Use code MODERN20 to receive 20% off pre-orders of the book through the Monacelli website.

Modern in the Middle Part Four:
Doris Curry and Jacques Brownson House

Jacques Calmon Brownson has received praise for his civic buildings, especially as chief architect of the award-winning Chicago Civic Center (1965, renamed Richard J. Daley Center in 1979) during his time with C. F. Murphy Associates.(1) In the 1990s, Paul Gapp, architecture critic at the Chicago Tribune, listed it among the city’s ten most important postwar works of architecture.(2)

Jacques Brownson started his undergraduate professional degree at IIT in 1941, shortly after the arrival of Ludwig Mies van der Rohe as the new director in 1938. Brownson acquired experience in the design-build process very early when his father agreed to build and sell a house with Brownson as apprentice builder in order to pay for his architectural education with profits from the sale.(3) Although the war intervened, upon his return to Chicago after serving with the US Army Corps of Engineers (from 1943–46), Brownson re-enrolled at IIT and in 1947 was awarded the opportunity to participate in the Build-It-Yourself House initiative sponsored by Popular Mechanics magazine.(4) Published in both the April and May issues of the magazine, the “modified Cape Cod” house that twenty-three-year-old Jacques, with the assistance of his spouse Doris, designed and built in his hometown of Aurora opened to the public in Spring 1947.(5) In the demonstration photographs published in the April 1947 issue, Jacques and Doris often appear working side-by-side to realize the house.(6) The sale of the Popular Mechanics Build-It-Yourself House in Aurora allowed the Brownsons to purchase property for their future modern house in nearby Geneva.

During the postwar years there was a growing trend among architects to live in Chicago-area villages and cities and either commute to work or establish home offices. Brownson designed and built a steel-and-glass one-story pavilion on a wooded site along the Fox River for Doris and their children.(7) The Brownson House lies flat on the ground—as does Philip Johnson’s Glass House in New Canaan completed earlier in 1949, and unlike the elevated Edith Farnsworth House (p. 162) that was also under construction in nearby Plano. The pavilion effect was reinforced by the wooded setting in which hawthorn trees were planted with the guidance of landscape architect Alfred Caldwell, Brownson’s former teacher at IIT. Brownson wrote: “In a glass pavilion, the spectacle of nature is always before you.”(8) The steel-framed roof plate is suspended from four rigid steel girders held up by black steel columns. In describing the spatial and material strategy of separating and demarcating living areas (defined by floor-to-ceiling glass walls) from sleeping areas (brick infill with windows) at the rear of the house. Brownson indicated that the “Geneva house is really two houses in one. If you look at the plan, it is separated very clearly by a wall that says that one part is very private, and the other part is the public space, which is the front part. It’s a house in which the difference shows.”(9)

__ENTRIES SHOWN__
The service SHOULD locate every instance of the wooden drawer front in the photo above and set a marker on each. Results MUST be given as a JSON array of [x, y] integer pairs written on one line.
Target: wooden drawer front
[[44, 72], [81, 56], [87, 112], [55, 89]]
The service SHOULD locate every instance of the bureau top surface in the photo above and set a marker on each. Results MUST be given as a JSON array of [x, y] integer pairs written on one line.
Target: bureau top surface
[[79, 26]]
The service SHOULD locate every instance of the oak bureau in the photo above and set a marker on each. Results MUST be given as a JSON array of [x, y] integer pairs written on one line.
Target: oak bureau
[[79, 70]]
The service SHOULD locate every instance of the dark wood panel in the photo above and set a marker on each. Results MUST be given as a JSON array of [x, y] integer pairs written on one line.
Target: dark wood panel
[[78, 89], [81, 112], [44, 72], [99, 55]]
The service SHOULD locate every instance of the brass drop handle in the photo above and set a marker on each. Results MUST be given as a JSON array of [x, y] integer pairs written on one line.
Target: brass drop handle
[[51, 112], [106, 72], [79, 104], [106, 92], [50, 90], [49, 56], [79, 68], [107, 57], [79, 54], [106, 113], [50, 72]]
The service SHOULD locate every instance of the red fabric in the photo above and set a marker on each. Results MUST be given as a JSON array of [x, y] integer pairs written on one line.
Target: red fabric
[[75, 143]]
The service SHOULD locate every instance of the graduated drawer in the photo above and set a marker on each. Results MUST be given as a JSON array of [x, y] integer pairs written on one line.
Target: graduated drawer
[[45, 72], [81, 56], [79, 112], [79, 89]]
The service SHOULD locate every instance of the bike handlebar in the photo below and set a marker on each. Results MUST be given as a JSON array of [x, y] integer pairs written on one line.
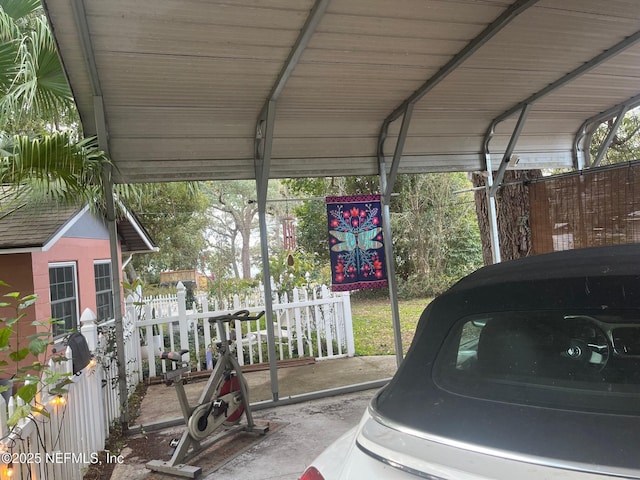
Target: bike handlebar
[[242, 315]]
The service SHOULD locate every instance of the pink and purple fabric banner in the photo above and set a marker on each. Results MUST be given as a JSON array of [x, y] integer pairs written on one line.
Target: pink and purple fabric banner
[[355, 243]]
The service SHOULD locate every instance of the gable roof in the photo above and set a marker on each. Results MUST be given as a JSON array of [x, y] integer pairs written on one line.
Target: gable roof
[[37, 227], [186, 89]]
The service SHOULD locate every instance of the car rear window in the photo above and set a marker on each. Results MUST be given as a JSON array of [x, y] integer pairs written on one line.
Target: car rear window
[[579, 360]]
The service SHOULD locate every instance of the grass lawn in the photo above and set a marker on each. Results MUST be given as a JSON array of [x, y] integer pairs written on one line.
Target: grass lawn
[[373, 325]]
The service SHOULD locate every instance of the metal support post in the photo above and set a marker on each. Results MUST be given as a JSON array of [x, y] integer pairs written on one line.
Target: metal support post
[[263, 164], [391, 269]]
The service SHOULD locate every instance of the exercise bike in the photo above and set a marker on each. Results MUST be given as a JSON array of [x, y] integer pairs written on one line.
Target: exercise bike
[[221, 404]]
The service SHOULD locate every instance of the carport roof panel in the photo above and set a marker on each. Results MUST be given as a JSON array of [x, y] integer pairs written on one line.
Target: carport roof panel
[[183, 81]]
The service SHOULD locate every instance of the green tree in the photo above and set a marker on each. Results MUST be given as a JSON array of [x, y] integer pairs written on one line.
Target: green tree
[[625, 145], [234, 212], [435, 233], [34, 93], [175, 215], [42, 157]]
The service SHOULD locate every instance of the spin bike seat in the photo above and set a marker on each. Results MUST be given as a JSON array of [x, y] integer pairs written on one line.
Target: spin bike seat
[[173, 356]]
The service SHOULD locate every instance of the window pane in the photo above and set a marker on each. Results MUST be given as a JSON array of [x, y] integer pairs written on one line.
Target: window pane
[[582, 360], [104, 293], [63, 298]]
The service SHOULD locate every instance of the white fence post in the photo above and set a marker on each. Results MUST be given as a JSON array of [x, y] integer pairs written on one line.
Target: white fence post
[[89, 328], [182, 317]]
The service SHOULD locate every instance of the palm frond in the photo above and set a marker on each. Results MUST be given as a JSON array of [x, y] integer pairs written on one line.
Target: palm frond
[[20, 9], [53, 167]]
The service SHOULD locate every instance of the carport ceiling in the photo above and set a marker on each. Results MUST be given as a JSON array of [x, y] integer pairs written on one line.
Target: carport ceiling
[[178, 86]]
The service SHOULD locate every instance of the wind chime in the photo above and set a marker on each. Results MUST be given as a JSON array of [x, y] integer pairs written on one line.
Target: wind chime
[[289, 237]]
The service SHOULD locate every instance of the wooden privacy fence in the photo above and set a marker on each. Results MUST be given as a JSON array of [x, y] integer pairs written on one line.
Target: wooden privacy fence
[[313, 323], [598, 206], [64, 443]]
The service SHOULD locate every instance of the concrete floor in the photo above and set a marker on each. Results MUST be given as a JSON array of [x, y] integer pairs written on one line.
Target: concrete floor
[[300, 431]]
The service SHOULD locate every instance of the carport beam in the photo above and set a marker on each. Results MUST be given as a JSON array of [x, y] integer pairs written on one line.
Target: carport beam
[[391, 269], [510, 148], [397, 155], [262, 166], [80, 18], [610, 136]]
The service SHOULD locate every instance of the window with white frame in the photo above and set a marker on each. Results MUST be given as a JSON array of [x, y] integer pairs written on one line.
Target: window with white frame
[[63, 292], [104, 292]]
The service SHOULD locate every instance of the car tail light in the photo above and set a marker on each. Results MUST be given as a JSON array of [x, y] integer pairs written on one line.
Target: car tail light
[[311, 473]]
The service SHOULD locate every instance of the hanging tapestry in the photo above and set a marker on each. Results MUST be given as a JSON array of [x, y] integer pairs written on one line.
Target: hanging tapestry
[[355, 243]]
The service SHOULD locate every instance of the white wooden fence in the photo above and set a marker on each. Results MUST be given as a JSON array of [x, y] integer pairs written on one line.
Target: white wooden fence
[[313, 323], [64, 442]]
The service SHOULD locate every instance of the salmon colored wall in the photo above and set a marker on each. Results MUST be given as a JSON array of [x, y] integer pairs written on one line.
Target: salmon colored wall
[[15, 269], [82, 251], [29, 273]]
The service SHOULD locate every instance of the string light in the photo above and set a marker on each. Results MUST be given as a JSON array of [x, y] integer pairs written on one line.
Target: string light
[[57, 400]]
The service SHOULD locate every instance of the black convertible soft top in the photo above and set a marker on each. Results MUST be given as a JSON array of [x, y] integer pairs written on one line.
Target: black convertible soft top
[[600, 280]]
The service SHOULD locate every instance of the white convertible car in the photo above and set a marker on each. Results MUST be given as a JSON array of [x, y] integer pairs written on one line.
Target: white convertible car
[[525, 370]]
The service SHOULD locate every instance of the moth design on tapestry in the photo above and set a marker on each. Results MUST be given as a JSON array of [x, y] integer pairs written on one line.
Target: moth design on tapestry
[[355, 242]]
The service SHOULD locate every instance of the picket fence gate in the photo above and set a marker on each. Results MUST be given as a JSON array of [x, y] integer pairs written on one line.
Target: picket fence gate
[[314, 323], [64, 442]]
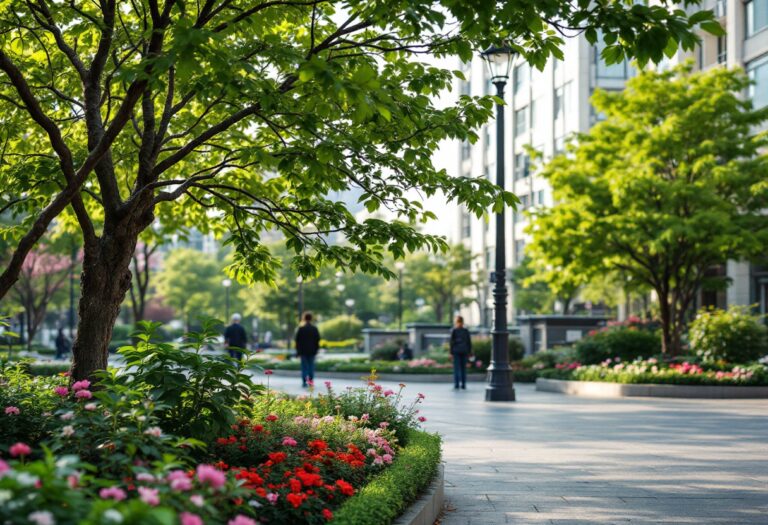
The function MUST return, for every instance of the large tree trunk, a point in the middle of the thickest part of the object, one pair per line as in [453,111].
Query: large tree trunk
[104,283]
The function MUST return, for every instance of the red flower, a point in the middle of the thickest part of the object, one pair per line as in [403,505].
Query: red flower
[345,488]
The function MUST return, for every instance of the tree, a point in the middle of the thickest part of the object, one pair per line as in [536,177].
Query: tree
[670,184]
[239,116]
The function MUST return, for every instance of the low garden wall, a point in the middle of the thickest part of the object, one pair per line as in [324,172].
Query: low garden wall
[605,389]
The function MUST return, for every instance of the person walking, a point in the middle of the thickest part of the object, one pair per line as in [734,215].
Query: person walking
[235,338]
[307,346]
[63,345]
[461,348]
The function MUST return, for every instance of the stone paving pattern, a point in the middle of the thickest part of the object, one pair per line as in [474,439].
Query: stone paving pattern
[555,459]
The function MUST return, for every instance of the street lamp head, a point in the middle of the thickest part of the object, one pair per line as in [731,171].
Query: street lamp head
[499,61]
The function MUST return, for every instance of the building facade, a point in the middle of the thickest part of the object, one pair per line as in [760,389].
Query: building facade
[545,107]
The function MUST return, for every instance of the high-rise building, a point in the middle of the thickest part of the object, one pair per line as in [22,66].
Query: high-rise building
[545,107]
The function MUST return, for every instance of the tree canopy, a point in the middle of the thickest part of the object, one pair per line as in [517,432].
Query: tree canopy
[671,183]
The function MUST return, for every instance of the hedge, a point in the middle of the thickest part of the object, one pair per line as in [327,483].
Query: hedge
[390,493]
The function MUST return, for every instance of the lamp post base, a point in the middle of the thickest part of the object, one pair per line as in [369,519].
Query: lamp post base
[500,386]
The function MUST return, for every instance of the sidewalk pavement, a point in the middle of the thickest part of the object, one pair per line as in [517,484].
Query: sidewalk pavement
[555,459]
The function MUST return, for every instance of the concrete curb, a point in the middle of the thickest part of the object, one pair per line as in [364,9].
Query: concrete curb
[599,389]
[419,378]
[428,507]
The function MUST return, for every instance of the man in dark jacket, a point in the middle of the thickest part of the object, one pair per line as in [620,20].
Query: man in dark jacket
[235,338]
[461,347]
[307,346]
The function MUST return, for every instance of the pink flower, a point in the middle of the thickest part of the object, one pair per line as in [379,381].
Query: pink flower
[83,394]
[187,518]
[81,385]
[241,520]
[20,449]
[149,496]
[210,475]
[115,493]
[61,391]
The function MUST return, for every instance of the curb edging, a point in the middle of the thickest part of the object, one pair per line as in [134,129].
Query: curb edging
[426,509]
[615,390]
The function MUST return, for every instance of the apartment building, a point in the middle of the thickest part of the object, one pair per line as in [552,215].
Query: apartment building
[545,107]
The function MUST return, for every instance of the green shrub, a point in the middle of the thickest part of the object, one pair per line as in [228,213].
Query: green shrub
[733,335]
[341,327]
[626,343]
[388,494]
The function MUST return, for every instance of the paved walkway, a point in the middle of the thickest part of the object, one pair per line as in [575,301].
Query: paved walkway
[555,459]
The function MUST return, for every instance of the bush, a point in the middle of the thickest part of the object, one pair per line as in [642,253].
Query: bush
[626,343]
[733,335]
[341,327]
[382,500]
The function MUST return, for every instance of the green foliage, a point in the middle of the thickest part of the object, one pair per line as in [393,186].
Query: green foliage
[625,343]
[734,335]
[341,327]
[199,394]
[382,500]
[670,184]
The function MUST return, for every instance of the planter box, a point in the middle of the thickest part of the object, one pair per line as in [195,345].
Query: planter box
[421,378]
[600,389]
[428,507]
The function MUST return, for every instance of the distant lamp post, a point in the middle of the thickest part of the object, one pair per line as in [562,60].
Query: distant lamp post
[400,266]
[226,283]
[499,387]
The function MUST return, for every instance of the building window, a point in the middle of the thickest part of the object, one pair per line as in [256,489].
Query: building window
[757,16]
[520,78]
[522,166]
[519,251]
[722,49]
[758,74]
[521,121]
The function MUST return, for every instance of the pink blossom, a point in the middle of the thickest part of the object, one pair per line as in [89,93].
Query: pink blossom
[61,391]
[149,496]
[211,475]
[81,385]
[19,449]
[115,493]
[241,520]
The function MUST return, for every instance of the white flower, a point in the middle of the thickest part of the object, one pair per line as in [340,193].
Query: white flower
[154,431]
[42,517]
[113,515]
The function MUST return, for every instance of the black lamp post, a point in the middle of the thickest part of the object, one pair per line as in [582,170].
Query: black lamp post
[499,387]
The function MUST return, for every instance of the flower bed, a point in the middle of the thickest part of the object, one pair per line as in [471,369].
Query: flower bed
[180,437]
[651,371]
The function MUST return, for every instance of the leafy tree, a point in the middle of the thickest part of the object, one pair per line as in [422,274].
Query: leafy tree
[670,184]
[237,116]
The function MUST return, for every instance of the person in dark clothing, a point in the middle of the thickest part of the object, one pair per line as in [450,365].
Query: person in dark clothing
[461,348]
[307,346]
[63,345]
[235,338]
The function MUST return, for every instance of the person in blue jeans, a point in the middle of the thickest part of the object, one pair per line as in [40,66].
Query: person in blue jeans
[307,346]
[461,348]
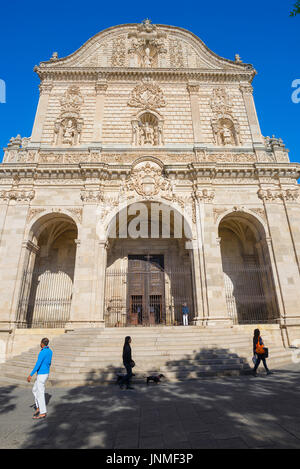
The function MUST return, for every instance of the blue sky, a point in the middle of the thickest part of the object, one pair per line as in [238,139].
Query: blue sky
[260,31]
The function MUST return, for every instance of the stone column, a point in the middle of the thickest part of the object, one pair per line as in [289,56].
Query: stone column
[193,89]
[199,319]
[284,256]
[101,276]
[217,311]
[247,92]
[83,312]
[45,90]
[11,261]
[100,88]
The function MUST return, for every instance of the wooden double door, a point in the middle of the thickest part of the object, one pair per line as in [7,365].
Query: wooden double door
[146,289]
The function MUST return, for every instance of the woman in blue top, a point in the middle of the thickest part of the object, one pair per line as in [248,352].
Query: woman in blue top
[42,369]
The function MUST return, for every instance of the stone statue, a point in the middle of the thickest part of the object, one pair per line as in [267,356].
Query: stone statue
[147,58]
[226,136]
[69,133]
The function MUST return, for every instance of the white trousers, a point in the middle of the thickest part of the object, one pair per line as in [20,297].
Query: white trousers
[39,392]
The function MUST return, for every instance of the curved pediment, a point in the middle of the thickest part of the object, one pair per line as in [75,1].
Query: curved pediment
[145,46]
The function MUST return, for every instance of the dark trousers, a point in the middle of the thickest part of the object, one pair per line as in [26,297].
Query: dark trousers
[260,358]
[127,377]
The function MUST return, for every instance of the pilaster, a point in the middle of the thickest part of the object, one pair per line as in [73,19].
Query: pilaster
[45,90]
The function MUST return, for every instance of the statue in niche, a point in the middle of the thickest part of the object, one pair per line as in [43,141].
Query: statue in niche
[226,136]
[69,133]
[147,134]
[147,58]
[147,130]
[226,131]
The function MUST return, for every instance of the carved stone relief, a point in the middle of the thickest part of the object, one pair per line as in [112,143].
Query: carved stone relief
[147,43]
[225,126]
[68,127]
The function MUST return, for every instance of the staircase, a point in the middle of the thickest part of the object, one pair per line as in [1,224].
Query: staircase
[94,356]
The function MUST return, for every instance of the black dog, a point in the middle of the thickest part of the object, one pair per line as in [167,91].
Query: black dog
[120,377]
[156,379]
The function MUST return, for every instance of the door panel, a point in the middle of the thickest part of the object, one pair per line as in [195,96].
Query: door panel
[146,289]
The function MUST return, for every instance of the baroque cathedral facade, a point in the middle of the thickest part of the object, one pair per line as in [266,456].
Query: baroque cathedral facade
[144,122]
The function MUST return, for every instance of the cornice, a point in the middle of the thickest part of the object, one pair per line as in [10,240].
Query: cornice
[122,73]
[79,172]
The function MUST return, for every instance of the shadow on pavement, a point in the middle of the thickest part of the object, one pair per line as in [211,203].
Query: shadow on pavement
[224,412]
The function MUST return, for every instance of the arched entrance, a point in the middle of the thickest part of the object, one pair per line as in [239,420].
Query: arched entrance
[148,274]
[248,278]
[47,283]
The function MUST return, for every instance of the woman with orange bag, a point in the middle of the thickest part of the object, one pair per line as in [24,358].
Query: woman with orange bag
[259,351]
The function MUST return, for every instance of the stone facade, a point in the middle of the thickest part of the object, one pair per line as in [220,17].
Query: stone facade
[147,113]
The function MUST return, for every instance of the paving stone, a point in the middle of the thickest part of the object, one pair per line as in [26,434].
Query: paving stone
[173,417]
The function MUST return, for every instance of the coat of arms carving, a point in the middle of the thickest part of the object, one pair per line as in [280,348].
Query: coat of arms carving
[147,95]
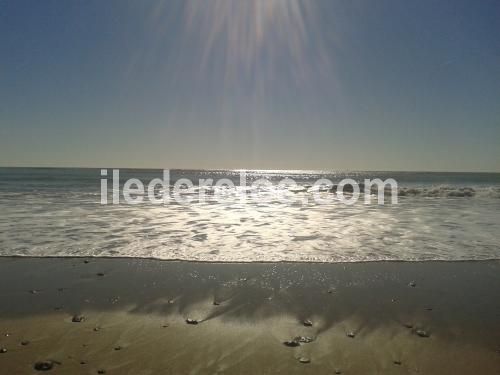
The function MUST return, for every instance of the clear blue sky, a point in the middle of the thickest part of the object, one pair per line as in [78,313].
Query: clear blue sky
[270,84]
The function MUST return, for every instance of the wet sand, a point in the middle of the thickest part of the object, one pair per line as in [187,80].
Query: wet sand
[367,318]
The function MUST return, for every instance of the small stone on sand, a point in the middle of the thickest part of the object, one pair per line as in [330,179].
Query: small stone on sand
[44,365]
[291,343]
[78,318]
[304,339]
[422,333]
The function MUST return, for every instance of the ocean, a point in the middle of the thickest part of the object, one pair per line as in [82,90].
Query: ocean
[439,216]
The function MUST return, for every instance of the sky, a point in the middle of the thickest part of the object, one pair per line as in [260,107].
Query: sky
[257,84]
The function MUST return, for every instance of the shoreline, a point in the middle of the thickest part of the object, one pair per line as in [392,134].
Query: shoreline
[432,317]
[259,262]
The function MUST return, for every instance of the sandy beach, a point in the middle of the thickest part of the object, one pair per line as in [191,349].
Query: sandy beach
[129,316]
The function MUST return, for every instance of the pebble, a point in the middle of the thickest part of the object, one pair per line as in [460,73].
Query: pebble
[291,343]
[78,318]
[422,333]
[304,339]
[45,365]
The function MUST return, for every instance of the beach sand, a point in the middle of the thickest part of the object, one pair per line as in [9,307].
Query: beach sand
[134,317]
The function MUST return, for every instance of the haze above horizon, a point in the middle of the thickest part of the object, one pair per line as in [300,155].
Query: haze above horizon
[256,84]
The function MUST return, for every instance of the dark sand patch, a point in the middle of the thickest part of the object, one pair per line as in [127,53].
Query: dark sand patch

__PROBLEM STATEMENT__
Repeat, word for word, the part of the Brownson House text between "Modern in the" and "works of architecture.(2)", inclusive.

__FINAL ANSWER__
Modern in the Middle Part Four:
Doris Curry and Jacques Brownson House

Jacques Calmon Brownson has received praise for his civic buildings, especially as chief architect of the award-winning Chicago Civic Center (1965, renamed Richard J. Daley Center in 1979) during his time with C. F. Murphy Associates.(1) In the 1990s, Paul Gapp, architecture critic at the Chicago Tribune, listed it among the city’s ten most important postwar works of architecture.(2)